====== Supplied material
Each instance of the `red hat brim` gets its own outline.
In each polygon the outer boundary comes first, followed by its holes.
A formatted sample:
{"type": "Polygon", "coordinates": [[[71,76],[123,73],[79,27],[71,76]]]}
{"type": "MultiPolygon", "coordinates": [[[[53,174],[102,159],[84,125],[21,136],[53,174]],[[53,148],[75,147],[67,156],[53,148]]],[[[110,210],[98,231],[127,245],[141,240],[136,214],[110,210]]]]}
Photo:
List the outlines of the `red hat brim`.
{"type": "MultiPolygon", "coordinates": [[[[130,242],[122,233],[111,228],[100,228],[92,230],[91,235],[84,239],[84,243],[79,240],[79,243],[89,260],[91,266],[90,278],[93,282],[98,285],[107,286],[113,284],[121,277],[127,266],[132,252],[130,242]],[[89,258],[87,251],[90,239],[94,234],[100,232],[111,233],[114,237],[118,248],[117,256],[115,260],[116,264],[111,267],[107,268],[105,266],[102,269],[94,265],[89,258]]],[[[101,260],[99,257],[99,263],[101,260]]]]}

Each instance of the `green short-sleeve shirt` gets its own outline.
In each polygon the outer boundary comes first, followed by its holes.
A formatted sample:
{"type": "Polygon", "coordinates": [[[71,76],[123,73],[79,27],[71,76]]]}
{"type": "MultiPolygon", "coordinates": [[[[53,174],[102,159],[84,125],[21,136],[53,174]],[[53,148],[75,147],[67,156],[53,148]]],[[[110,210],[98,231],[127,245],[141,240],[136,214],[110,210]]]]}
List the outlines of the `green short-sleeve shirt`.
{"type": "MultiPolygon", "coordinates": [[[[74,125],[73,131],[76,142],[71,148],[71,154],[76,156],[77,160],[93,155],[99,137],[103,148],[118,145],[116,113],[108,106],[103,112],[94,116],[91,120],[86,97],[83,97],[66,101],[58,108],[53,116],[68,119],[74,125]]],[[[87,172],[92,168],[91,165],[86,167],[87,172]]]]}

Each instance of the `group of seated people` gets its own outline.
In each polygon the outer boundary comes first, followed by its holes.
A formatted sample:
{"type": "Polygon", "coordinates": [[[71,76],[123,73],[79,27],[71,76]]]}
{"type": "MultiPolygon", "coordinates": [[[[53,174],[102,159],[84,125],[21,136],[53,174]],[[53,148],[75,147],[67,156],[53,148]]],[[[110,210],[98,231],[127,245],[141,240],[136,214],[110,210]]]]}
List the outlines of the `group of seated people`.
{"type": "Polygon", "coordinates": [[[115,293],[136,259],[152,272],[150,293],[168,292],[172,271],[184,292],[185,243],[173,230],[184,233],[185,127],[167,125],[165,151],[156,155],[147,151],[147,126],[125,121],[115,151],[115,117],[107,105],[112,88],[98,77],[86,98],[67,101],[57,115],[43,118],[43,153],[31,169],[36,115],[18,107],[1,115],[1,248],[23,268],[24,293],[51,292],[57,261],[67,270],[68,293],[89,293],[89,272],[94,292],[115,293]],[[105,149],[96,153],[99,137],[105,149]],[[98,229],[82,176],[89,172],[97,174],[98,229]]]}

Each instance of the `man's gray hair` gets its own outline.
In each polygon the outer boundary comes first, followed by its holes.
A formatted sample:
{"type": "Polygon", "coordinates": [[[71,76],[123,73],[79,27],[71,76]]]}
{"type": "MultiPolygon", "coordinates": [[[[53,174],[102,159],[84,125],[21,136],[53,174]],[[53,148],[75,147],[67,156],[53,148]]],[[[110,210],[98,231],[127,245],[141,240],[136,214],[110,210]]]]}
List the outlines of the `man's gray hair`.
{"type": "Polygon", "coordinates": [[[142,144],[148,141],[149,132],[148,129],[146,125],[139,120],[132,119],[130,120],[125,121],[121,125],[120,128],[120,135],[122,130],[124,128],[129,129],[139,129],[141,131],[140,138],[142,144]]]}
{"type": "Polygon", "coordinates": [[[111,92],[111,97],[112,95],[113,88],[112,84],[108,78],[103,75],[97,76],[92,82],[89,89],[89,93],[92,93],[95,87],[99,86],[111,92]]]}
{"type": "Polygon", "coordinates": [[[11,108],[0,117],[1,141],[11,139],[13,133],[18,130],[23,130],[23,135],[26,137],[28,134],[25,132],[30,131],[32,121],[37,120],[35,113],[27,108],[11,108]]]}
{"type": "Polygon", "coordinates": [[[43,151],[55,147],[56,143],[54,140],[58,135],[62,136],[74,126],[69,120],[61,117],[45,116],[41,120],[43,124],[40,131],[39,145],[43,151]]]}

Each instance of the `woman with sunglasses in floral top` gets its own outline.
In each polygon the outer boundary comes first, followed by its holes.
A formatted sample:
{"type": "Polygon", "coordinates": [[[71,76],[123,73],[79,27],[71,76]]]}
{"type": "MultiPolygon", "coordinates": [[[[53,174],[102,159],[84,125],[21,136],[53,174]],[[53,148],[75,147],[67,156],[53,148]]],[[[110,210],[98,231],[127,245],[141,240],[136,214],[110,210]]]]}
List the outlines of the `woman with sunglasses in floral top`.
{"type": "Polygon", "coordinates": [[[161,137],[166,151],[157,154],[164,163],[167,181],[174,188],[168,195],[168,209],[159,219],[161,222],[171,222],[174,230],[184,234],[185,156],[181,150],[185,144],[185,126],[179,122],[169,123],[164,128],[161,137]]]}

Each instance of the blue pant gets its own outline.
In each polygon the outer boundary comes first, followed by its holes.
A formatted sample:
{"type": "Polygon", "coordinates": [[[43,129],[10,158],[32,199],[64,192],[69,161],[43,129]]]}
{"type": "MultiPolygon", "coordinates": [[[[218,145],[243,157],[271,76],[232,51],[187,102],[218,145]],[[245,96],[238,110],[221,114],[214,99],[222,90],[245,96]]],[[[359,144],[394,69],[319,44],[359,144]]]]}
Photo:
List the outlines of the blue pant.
============
> [What the exercise asks]:
Put every line of the records above into a Markdown table with two columns, "Row" for the row number and "Line" for the line itself. Leave out the blank lines.

> [Answer for this exercise]:
| Row | Line |
|---|---|
| 1 | Each instance of the `red hat brim` gets its own outline. |
| 2 | In each polygon the outer boundary comes first, followed by its holes. |
| 3 | A formatted sample: |
| 4 | {"type": "Polygon", "coordinates": [[[71,76],[123,73],[79,27],[71,76]]]} |
| 5 | {"type": "MultiPolygon", "coordinates": [[[[53,174],[102,159],[84,125],[21,136],[53,174]],[[53,148],[75,147],[67,156],[53,148]]],[[[110,210],[98,231],[127,245],[141,240],[136,214],[110,210]]]]} |
| 6 | Photo: |
| 7 | List the outlines of the `red hat brim`. |
| 8 | {"type": "MultiPolygon", "coordinates": [[[[130,242],[122,233],[111,228],[100,228],[92,230],[91,235],[84,239],[84,243],[79,240],[79,243],[89,260],[91,266],[90,278],[93,282],[98,285],[107,286],[113,284],[121,277],[127,266],[132,252],[130,242]],[[89,258],[87,251],[90,239],[94,234],[100,232],[111,233],[114,237],[118,248],[117,256],[115,260],[116,264],[111,267],[107,268],[105,266],[102,269],[94,265],[89,258]]],[[[101,260],[99,257],[99,263],[101,260]]]]} |
| 9 | Each instance of the `green short-sleeve shirt` gets its own outline. |
| 10 | In each polygon the outer boundary comes first, followed by its holes. |
| 11 | A formatted sample: |
| 12 | {"type": "Polygon", "coordinates": [[[71,76],[123,73],[79,27],[71,76]]]} |
| 13 | {"type": "MultiPolygon", "coordinates": [[[[53,174],[102,159],[84,125],[21,136],[53,174]],[[53,148],[75,147],[67,156],[53,148]]],[[[110,210],[98,231],[127,245],[141,240],[136,214],[110,210]]]]} |
| 14 | List the outlines of the `green short-sleeve shirt`. |
| 15 | {"type": "MultiPolygon", "coordinates": [[[[74,125],[73,131],[76,142],[71,148],[71,154],[76,156],[77,160],[93,155],[99,137],[103,148],[118,145],[116,113],[108,106],[103,112],[94,116],[91,120],[86,97],[83,97],[66,101],[58,108],[53,116],[68,119],[74,125]]],[[[87,172],[92,168],[91,165],[86,167],[87,172]]]]} |
| 16 | Each instance of the `group of seated people` gets its own outline. |
| 17 | In each polygon the outer boundary comes first, followed by its holes. |
| 18 | A formatted sample: |
| 19 | {"type": "Polygon", "coordinates": [[[71,76],[123,73],[79,27],[71,76]]]} |
| 20 | {"type": "MultiPolygon", "coordinates": [[[[53,174],[102,159],[84,125],[21,136],[53,174]],[[53,148],[75,147],[67,156],[53,148]]],[[[110,210],[98,231],[127,245],[141,240],[136,214],[110,210]]]]} |
| 21 | List the outlines of the `group of seated people`. |
| 22 | {"type": "Polygon", "coordinates": [[[115,293],[136,259],[152,272],[150,293],[168,292],[172,271],[184,292],[185,243],[173,230],[184,233],[185,127],[167,125],[165,151],[156,155],[147,151],[147,126],[125,121],[115,151],[115,117],[107,105],[112,88],[98,77],[86,98],[67,101],[57,115],[43,118],[43,153],[31,169],[36,115],[18,107],[1,115],[1,248],[23,268],[24,293],[51,292],[57,261],[67,270],[68,293],[89,293],[89,272],[94,292],[115,293]],[[105,149],[96,153],[99,137],[105,149]],[[98,229],[82,176],[89,172],[97,174],[98,229]]]} |
| 23 | Each instance of the `man's gray hair` gets its own outline. |
| 24 | In each polygon the outer boundary comes first, followed by its holes. |
| 25 | A formatted sample: |
| 26 | {"type": "Polygon", "coordinates": [[[71,76],[123,73],[79,27],[71,76]]]} |
| 27 | {"type": "MultiPolygon", "coordinates": [[[[53,174],[102,159],[84,125],[21,136],[53,174]],[[53,148],[75,147],[67,156],[53,148]]],[[[110,210],[98,231],[127,245],[141,240],[136,214],[110,210]]]]} |
| 28 | List the outlines of the `man's gray hair`. |
| 29 | {"type": "Polygon", "coordinates": [[[142,144],[148,141],[149,132],[148,129],[146,125],[139,120],[132,119],[130,120],[125,121],[121,125],[120,128],[120,135],[122,130],[124,128],[129,129],[139,129],[141,131],[140,138],[142,144]]]} |
| 30 | {"type": "Polygon", "coordinates": [[[111,92],[111,97],[112,95],[113,88],[112,84],[108,78],[103,75],[97,76],[92,82],[89,89],[89,93],[92,93],[95,87],[99,86],[111,92]]]} |
| 31 | {"type": "Polygon", "coordinates": [[[11,108],[0,117],[1,141],[11,139],[13,133],[18,130],[23,130],[23,135],[26,137],[28,134],[25,132],[30,131],[32,121],[37,120],[35,113],[27,108],[11,108]]]} |
| 32 | {"type": "Polygon", "coordinates": [[[43,151],[55,147],[56,143],[54,140],[58,135],[62,136],[74,126],[69,120],[61,117],[45,116],[41,120],[43,124],[40,131],[39,145],[43,151]]]} |
| 33 | Each instance of the `woman with sunglasses in floral top` gets its own outline. |
| 34 | In each polygon the outer boundary comes first, followed by its holes. |
| 35 | A formatted sample: |
| 36 | {"type": "Polygon", "coordinates": [[[71,76],[123,73],[79,27],[71,76]]]} |
| 37 | {"type": "MultiPolygon", "coordinates": [[[[53,174],[102,159],[84,125],[21,136],[53,174]],[[53,148],[75,147],[67,156],[53,148]]],[[[110,210],[98,231],[127,245],[141,240],[136,214],[110,210]]]]} |
| 38 | List the outlines of the `woman with sunglasses in floral top`. |
| 39 | {"type": "Polygon", "coordinates": [[[161,137],[166,151],[157,154],[164,163],[167,181],[174,188],[168,195],[168,209],[159,219],[161,222],[171,222],[174,230],[184,234],[185,156],[181,150],[185,144],[185,126],[179,122],[169,123],[164,128],[161,137]]]} |
| 40 | Each instance of the blue pant gets its own outline. |
| 41 | In each polygon the outer boundary comes first, followed by its holes. |
| 42 | A formatted sample: |
| 43 | {"type": "Polygon", "coordinates": [[[43,129],[10,158],[32,199],[64,192],[69,161],[43,129]]]} |
| 44 | {"type": "MultiPolygon", "coordinates": [[[[218,145],[243,157],[271,76],[232,51],[187,102],[218,145]],[[245,96],[238,110],[221,114],[214,99],[222,90],[245,96]]],[[[359,144],[394,69],[319,44],[359,144]]]]} |
| 45 | Photo: |
| 46 | List the outlines of the blue pant. |